→ **本文抜粋**

►

本堂の近くに古い角柱型の庚申塔がある。どうも江東区では最古の庚申塔らしい。上部に三猿が陽刻されており、その下に「奉造立庚申影像一基二世安楽所」とある。夫婦10組の願主名が刻まれ、彼らが現世来世の安楽を祈願したもので、造立年は万治2年(1659)12月(区の推定)。この時代は柳島村が成立したばかりの時代で、荒れ地と湿地のこの辺りを彼らは開墾して生活していたのだろう。

Cimg5520

客殿前にあるのがこの頂上部分にくぼみのある石塔。正面には「日本六十余刕大小神祗」とあり、神祇とは広義では天地の神々の意、狭義では土地の神様を指すようだ。左面には「融通念佛供養像」、裏面には造立年が正徳5年(1715)4月とあり、右面には「梵天帝釈四天王▢」と書かれている。一体何の供養塔なのかは分からない。

場所  江東区亀戸3丁目34-2

| | コメント (0)

2022年5月26日 (木)

光明寺の石仏(江東区亀戸)

荒れ果てた普門院の北側裏手にあるのが天台宗の光明寺。創建は弘治元年(1555)だという。江戸時代後期、光明寺の西側は現在の青森県の陸奥弘前藩津軽家10万石の抱屋敷だった。屋敷の広さは16,500坪もあったという。光明寺のすぐ北には臥竜梅の亀戸梅屋敷があり賑わっていた。

◄

→ **指示**
上の石仏の本文から、「2022年5月26日 (木)」から「戸梅屋敷があり賑わっていた。」までの部分を、手を加えずにそのまま繰り返してください。

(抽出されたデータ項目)
►

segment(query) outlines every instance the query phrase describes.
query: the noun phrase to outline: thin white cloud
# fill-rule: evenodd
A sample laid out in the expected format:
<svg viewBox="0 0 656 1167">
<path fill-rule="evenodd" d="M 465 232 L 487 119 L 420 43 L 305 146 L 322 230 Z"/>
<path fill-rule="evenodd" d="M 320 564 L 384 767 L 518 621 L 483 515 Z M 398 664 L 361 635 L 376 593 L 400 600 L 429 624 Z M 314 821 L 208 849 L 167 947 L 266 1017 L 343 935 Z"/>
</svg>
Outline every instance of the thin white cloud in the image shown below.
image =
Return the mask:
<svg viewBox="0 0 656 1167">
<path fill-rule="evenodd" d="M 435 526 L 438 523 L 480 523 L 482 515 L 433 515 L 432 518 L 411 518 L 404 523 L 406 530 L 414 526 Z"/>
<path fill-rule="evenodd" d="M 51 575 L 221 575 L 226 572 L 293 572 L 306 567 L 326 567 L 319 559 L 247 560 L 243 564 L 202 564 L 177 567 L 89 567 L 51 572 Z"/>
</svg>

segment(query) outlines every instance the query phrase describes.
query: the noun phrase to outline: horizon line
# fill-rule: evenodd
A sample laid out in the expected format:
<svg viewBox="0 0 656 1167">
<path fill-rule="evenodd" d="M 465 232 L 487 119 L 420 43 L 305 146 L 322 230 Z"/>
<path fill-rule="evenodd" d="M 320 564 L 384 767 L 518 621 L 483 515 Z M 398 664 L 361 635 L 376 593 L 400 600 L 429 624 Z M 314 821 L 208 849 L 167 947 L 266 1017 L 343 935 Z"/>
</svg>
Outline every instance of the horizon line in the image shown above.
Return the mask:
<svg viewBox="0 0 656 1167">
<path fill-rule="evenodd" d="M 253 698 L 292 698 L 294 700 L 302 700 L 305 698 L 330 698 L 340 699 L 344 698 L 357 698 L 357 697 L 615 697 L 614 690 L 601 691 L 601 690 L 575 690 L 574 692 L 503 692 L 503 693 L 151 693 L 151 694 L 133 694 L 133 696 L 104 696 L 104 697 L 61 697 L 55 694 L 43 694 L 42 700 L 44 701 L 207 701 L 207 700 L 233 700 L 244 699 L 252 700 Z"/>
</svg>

◄

→ **回答**
2022年5月26日 (木)

光明寺の石仏(江東区亀戸)

荒れ果てた普門院の北側裏手にあるのが天台宗の光明寺。創建は弘治元年(1555)だという。江戸時代後期、光明寺の西側は現在の青森県の陸奥弘前藩津軽家10万石の抱屋敷だった。屋敷の広さは16,500坪もあったという。光明寺のすぐ北には臥竜梅の亀戸梅屋敷があり賑わっていた。